◆ Given request a ◆
In the benchmark email below, rewrite the paragraph beginning "your blocksizes are far from optimal" as a short bulleted list that keeps its main facts.

I modified my benchmark program such that it also computes the FLOPS as

        FLOPS = 2*m*n*k/time_elpased

See

        http://www.mathematik.uni-ulm.de/~lehn/test_ublas/download/session1/matprod.cc

Could you re-run your benchmarks and post the different MFLOPS you get? That is important for actually tuning thing.
On my machine my code only reaches 20% of the peak performance (about 5 GFLOPS instead of 25.6 GFLOPS). So
a speedup of 2.5 would be impressive but still far from peak performance.

Cheers,

Michael

On 22 Jan 2016, at 11:03, palik imre <imre_palik_at_[hidden]> wrote:

> Sorry for posting twice more or less the same thing. I got confused with javascript interfaces.
>
> It seems I also forgot to enable avx for my last measurements. With that + my blocking and alignment changes, performance according to my tests is something like 250% higher than running Michael's original code (with avx).
>
> Cheers,
>
> Imre
>
>
> On Friday, 22 January 2016, 10:33, palik imre <imre_palik_at_[hidden]> wrote:
>
>
> Hi Michael,
>
> your blocksizes are far from optimal. MR & NR should be multiples of the L1 cache line size (i.e. 16 for double on Intel). Also, the blocks should be allocated aligned to L1 cache lines (e.g., via posix_memalign()).
>
> This alone brought something like 50% speedup for my square matrix test.

◆ Given request b ◆
In the records below, transcribe every line starting with the line containing "of the gable" and going on through the end of the records. Leave out the pictures.

◆ Rows ◆
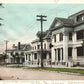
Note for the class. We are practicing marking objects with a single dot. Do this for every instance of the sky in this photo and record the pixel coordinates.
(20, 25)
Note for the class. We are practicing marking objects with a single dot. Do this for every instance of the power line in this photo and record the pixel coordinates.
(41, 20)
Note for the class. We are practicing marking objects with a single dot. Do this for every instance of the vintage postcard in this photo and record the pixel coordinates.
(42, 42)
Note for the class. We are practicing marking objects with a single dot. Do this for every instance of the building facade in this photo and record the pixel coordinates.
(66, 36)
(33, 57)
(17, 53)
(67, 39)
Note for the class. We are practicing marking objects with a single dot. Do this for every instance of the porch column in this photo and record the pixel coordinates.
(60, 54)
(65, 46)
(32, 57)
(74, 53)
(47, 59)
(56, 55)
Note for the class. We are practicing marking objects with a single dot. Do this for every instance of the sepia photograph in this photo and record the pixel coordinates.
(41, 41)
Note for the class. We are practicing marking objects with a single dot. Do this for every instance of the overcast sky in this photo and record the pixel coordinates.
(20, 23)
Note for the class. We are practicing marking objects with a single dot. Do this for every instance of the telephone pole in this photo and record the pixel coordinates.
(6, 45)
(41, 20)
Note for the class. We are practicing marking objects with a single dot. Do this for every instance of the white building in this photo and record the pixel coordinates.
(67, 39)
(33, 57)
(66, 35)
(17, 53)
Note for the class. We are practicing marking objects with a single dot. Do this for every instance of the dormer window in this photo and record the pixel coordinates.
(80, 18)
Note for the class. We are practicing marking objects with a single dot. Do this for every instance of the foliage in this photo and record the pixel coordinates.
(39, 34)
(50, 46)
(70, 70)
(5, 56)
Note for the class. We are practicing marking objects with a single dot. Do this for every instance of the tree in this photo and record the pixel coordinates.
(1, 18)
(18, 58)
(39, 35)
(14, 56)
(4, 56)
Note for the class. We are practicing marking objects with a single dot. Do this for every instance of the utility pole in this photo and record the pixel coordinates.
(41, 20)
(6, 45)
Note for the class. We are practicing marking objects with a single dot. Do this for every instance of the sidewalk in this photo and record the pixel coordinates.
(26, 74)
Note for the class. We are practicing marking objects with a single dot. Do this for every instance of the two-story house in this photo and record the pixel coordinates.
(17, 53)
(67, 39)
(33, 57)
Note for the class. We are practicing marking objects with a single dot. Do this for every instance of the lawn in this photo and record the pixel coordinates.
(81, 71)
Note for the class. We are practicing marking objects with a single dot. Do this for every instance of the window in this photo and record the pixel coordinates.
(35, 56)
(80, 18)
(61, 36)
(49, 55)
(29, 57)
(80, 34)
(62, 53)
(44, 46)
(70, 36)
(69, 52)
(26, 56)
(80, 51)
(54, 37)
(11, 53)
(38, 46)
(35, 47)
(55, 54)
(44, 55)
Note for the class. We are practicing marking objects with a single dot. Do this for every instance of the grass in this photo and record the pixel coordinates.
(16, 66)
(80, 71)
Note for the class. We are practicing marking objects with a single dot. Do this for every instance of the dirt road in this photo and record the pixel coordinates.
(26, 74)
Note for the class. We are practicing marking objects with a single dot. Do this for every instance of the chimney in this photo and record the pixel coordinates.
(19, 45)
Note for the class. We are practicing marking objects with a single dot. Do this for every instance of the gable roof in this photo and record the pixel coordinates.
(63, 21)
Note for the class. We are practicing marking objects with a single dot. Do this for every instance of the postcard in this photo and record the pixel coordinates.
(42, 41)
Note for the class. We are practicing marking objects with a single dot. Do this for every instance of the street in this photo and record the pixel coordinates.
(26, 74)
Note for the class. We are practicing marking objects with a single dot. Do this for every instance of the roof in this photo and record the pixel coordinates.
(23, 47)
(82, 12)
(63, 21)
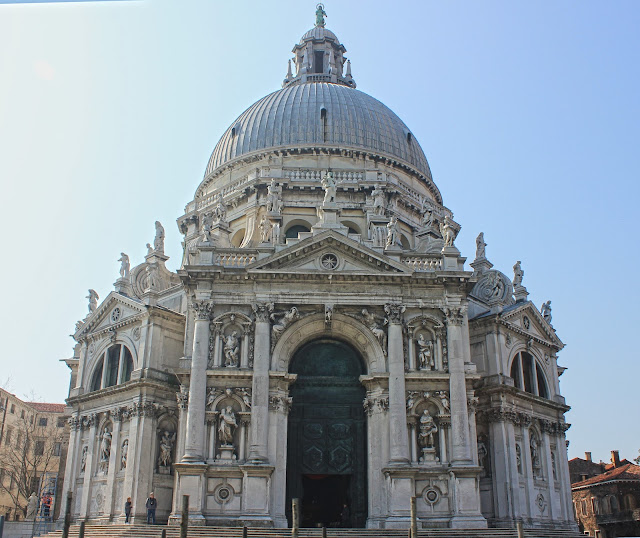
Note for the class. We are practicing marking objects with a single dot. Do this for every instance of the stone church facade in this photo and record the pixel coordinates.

◆ Complete output a ◆
- The blocksizes are far from optimal.
- MR and NR should be multiples of the L1 cache line size (16 for double on Intel).
- The blocks should be allocated aligned to L1 cache lines, e.g., via posix_memalign().

◆ Complete output b ◆
Note for the class. We are practicing marking objects with a single dot. Do this for every instance of the gable roof in this photo and record the pixel coordinates.
(63, 21)
Note for the class. We are practicing marking objects with a single dot. Do this for every instance of the postcard in this photo and record the pixel coordinates.
(42, 41)
Note for the class. We are practicing marking objects with a single dot. Do this for every instance of the street in this photo and record the pixel coordinates.
(26, 74)
Note for the class. We are practicing marking objects with a single dot. Do this for every instance of the roof in this photo and record the pixel coordinates.
(23, 47)
(82, 12)
(63, 21)
Note for the class. We are practicing marking objects with a single dot. Do this for every instance of the stone church facade in this photo and record the pixel coordinates.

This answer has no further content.